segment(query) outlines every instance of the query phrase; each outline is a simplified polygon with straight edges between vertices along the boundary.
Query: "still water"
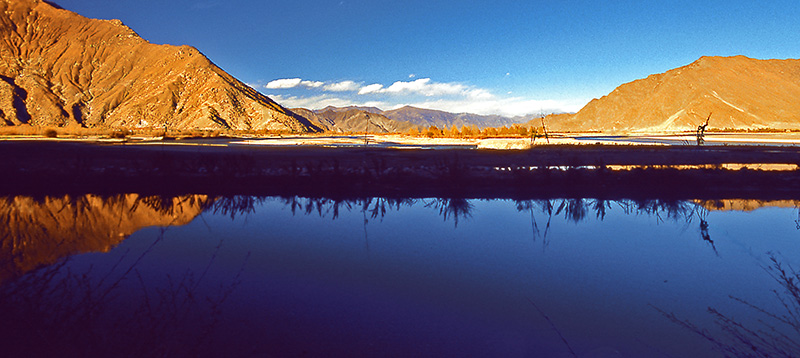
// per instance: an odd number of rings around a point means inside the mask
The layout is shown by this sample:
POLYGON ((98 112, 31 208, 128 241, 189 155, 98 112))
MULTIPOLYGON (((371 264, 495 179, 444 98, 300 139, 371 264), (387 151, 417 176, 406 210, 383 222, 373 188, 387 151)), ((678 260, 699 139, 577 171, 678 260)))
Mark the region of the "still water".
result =
POLYGON ((11 356, 792 356, 800 302, 777 269, 800 266, 798 204, 7 197, 0 339, 11 356))

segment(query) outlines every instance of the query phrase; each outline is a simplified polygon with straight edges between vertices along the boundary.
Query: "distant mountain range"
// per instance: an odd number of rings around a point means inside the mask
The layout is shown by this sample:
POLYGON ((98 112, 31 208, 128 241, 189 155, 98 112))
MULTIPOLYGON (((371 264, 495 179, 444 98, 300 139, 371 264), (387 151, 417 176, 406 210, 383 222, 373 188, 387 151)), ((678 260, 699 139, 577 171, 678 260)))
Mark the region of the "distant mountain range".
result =
POLYGON ((440 129, 463 126, 487 127, 511 126, 530 121, 534 116, 503 117, 498 115, 479 115, 472 113, 450 113, 433 109, 405 106, 384 111, 376 107, 333 107, 319 110, 292 108, 292 111, 305 117, 314 125, 328 132, 387 133, 407 132, 411 128, 425 130, 431 126, 440 129), (370 124, 367 125, 367 119, 370 124))
POLYGON ((377 108, 327 107, 316 111, 293 108, 292 111, 325 132, 403 133, 418 127, 410 122, 387 118, 379 114, 382 111, 377 108))
POLYGON ((701 57, 617 87, 578 113, 548 119, 558 131, 674 132, 800 129, 800 60, 701 57))
POLYGON ((0 126, 319 131, 193 47, 46 1, 0 0, 0 58, 0 126))

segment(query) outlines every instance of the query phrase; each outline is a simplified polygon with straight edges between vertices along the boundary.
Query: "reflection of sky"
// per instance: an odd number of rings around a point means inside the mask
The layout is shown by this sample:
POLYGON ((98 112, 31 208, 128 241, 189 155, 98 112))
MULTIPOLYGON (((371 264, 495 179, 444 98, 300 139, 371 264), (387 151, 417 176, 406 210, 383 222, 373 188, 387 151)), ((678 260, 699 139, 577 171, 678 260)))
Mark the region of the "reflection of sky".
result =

- - - - - - -

Answer with one number, namely the count of lines in the entries that include the word "still".

2